» Exercise prompt
From first line to last, write out the data precisely as shown.

» Provided records
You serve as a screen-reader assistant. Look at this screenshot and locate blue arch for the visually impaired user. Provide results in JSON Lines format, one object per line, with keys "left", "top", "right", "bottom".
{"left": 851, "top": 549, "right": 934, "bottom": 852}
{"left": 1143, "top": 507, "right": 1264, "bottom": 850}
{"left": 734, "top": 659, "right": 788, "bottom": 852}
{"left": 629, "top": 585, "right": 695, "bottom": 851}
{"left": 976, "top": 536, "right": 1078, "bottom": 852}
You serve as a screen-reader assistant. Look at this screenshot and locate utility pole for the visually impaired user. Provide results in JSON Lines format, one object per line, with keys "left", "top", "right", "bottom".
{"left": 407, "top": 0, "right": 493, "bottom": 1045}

» Answer section
You serve as a screen-reader assistant. Look at this screenshot and locate blue arch for the visually impaired user. Provide results in JSON Lines format, one object per line, with keys "left", "top", "right", "bottom".
{"left": 851, "top": 549, "right": 934, "bottom": 852}
{"left": 1143, "top": 507, "right": 1264, "bottom": 850}
{"left": 734, "top": 659, "right": 788, "bottom": 852}
{"left": 629, "top": 585, "right": 695, "bottom": 851}
{"left": 976, "top": 536, "right": 1078, "bottom": 852}
You serve as a screen-reader assistant. Look at this screenshot and locate utility pole for the visually impaired user. Provide results in JSON Lines format, one object per line, with keys "left", "top", "right", "bottom".
{"left": 407, "top": 0, "right": 493, "bottom": 1045}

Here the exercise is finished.